El alféizar de una ventana. Sobre ella, un par de frascos vacíos, un tapón perdido, una radio antigua encima de unos cartones. A través del cristal, la lluvia, el muro de otra casa, una verja, un árbol. La pintura de Isabel Quintanilla (Madrid, 1938-Brunete, 2017) nunca retrató grandes batallas o personajes pudientes. Su universo estaba protagonizado por objetos personales, habitaciones pequeñas y humildes, paisajes y jardines. Durante seis décadas, la obra de Quintanilla capturó los espacios interiores, lo doméstico, lo íntimo, lo cotidiano, atravesada por un dominio rotundo de la técnica y un interés absoluto por el tratamiento de la luz y la más fiel realidad.
7 años después de su muerte, el Museo Nacional Thyssen-Bornemisza dedica por primera vez una exposición monográfica a una artista española, Isabel Quintanilla. La muestra cuenta con una selección de 90 obras de toda su carrera, además de pinturas y dibujos nunca antes vistos. Se trata de un recorrido único por su vida y obra a través de seis secciones temáticas y cronológicas. Por medio de estas observaremos sus cambios técnicos, sus intereses y preocupaciones, la maduración de sus gustos y el desarrollo de su propia vida, que se deja entrever en los vacíos y silencios de sus obras: su cocina, su cuarto, el estudio, la máquina de coser de su madre, las herramientas de trabajo de su marido.
La exposición se podrá visitar del 27 de febrero al 2 de junio de 2024. El horario de apertura del museo es de martes a domingo, de 10 a 19 horas; sábados, de 10 a 21 horas y lunes cerrado. La entrada, que se podrá comprar en taquilla, la web del museo o llamando al 91 791 13 70, costará 13€ e incluye una visita por la colección permanente y exposiciones temporales. Los descuentos especiales se pueden consultar en la página web oficial.

COMPLETA LO SIGUIENTE:
1. Según el texto sobre Isabel Quintanilla, ¿entre qué fechas puede visitarse la exposición?
2. Retoma el texto sobre Isabel Quintanilla y continúalo a partir de su última frase.

Ítems almacenados del conjunto de datos:

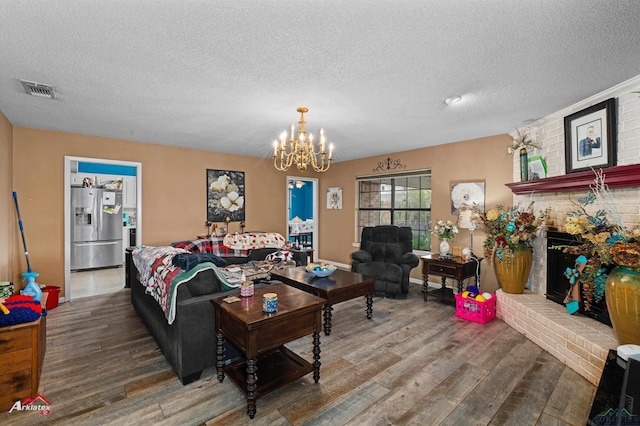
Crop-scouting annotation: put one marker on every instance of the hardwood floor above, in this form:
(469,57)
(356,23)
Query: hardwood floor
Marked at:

RESULTADOS ESPERADOS:
1. Del 27 de febrero al 2 de junio de 2024.

2.
La realista olvidada
Isabel Quintanilla nació en 1938 en Madrid, en el seno de una familia humilde. De madre costurera y padre represaliado de la Guerra Civil, Isabel ingresó en la Escuela Superior de Bellas Artes de San Fernando con tan solo quince años. Allí se formará como pintora y conocerá a una serie de artistas que marcarán tanto su trayectoria profesional como sus relaciones familiares y de amistad. Antonio López (1936), María Moreno (1933-2020), Esperanza Parada (1928-2011) y Amalia Avia (1930-2011) fundarán un grupo de jóvenes pintores de características similares cuya vida y obra es inseparable, los realistas de Madrid.
Una vez acabada su formación, Quintanilla encontró dificultades para desarrollarse artísticamente en la España de Franco. No fue hasta que se trasladó a Roma con su marido, el escultor Francisco López, cuando logró que se la tomara como una pintora seria. Allí conocerá a Ernest Wuthenow, coleccionista y marchante de arte alemán, que la llevó al éxito y al reconocimiento, aunque no en su país de origen. En sus propias palabras: “en España eras mujer. No eras nadie, no pintabas. La consideración como pintora la logré en Alemania. Pintora, no mujer. Les encajó muy bien el realismo, les gustaba”.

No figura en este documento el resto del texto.